Stored data entries:

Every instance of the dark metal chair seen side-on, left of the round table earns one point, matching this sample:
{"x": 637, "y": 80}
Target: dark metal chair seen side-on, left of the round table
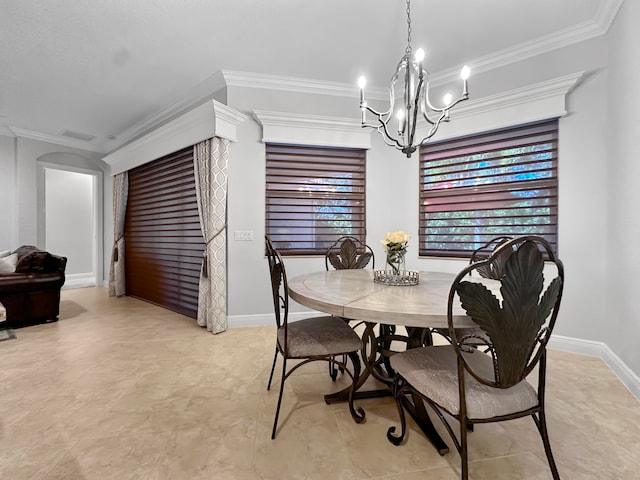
{"x": 310, "y": 339}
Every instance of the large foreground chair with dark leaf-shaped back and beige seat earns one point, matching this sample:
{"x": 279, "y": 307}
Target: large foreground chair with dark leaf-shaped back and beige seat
{"x": 490, "y": 386}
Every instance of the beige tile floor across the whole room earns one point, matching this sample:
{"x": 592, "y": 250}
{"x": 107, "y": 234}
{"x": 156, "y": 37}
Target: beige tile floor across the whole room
{"x": 120, "y": 389}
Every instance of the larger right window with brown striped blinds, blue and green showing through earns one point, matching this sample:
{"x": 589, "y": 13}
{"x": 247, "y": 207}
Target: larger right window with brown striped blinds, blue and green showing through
{"x": 475, "y": 188}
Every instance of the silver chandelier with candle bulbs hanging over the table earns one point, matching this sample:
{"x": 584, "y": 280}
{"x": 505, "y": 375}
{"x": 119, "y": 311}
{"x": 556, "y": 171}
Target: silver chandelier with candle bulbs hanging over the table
{"x": 415, "y": 97}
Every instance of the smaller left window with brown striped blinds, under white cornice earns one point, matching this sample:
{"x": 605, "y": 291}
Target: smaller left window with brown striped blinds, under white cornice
{"x": 313, "y": 196}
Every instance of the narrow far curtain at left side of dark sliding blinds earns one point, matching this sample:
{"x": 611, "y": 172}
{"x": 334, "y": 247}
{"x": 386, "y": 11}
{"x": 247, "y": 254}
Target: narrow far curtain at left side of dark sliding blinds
{"x": 117, "y": 286}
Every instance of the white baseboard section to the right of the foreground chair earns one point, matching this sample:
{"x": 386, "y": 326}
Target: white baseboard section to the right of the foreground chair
{"x": 600, "y": 350}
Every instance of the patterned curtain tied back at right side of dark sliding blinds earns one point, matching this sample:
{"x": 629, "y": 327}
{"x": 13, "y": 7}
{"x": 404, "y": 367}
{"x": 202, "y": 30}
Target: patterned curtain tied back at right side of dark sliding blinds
{"x": 210, "y": 159}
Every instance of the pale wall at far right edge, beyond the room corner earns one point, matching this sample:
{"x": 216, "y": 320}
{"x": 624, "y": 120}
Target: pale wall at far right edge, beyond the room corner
{"x": 620, "y": 327}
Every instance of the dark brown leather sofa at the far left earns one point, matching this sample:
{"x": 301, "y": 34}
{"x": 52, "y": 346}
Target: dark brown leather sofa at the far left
{"x": 31, "y": 294}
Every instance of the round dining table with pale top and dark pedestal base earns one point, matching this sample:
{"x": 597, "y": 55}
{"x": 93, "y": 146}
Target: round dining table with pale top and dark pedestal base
{"x": 420, "y": 309}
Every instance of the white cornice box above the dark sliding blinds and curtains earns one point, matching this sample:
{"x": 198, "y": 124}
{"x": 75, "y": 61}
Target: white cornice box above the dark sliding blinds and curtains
{"x": 205, "y": 121}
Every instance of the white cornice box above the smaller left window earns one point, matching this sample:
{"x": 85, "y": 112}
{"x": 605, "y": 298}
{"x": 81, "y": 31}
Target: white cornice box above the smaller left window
{"x": 304, "y": 129}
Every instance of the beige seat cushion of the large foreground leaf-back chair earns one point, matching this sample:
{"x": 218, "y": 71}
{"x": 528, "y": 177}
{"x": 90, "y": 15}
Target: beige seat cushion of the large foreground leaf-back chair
{"x": 433, "y": 372}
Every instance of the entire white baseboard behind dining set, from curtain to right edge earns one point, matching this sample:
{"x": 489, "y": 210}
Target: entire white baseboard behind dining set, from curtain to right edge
{"x": 567, "y": 344}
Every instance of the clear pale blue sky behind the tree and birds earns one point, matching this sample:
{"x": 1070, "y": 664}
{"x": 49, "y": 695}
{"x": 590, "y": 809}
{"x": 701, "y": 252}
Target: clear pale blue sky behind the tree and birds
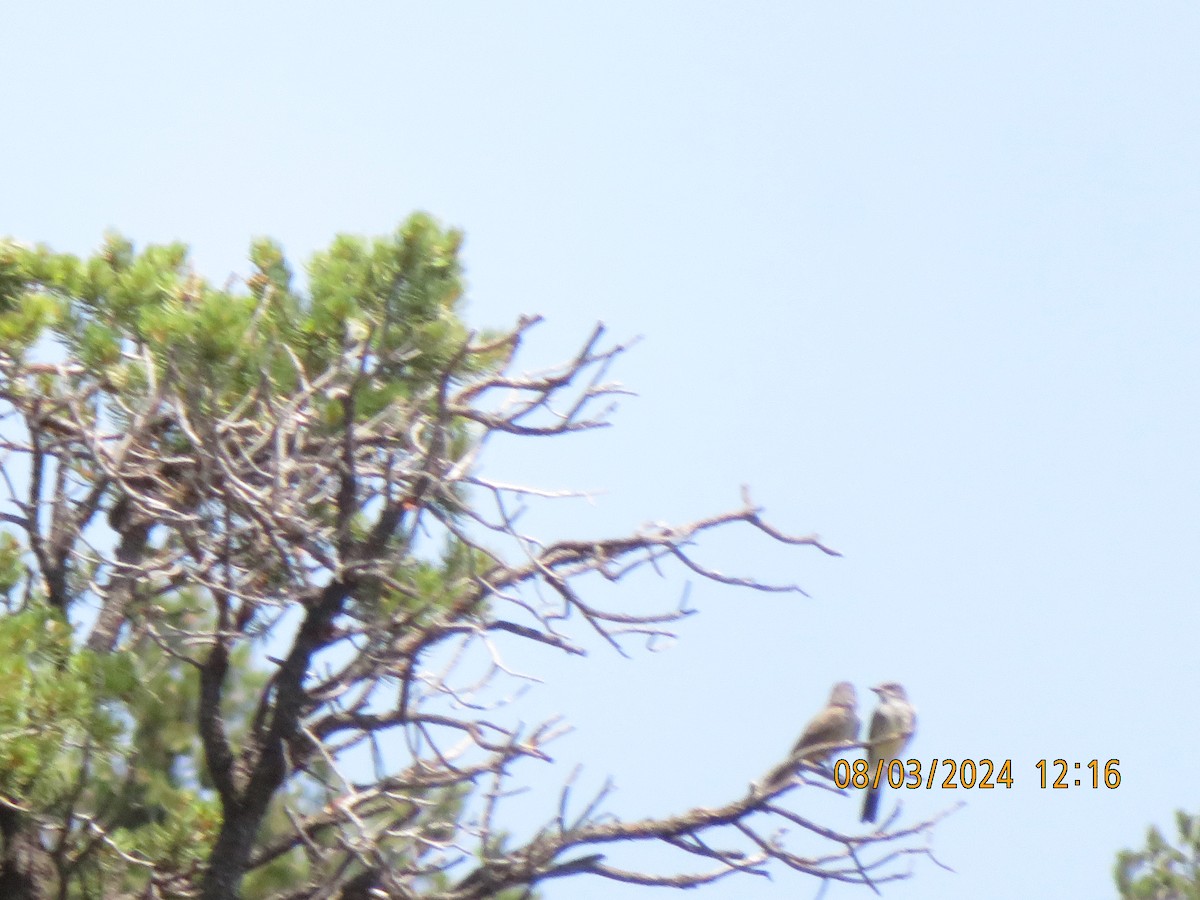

**Activity**. For each line of the data that has the word "tree", report that line.

**Task result**.
Every instance of the clear pale blue sky behind the tree and birds earns one point, matching this sample:
Target: clear pale blue sky behind the tree and birds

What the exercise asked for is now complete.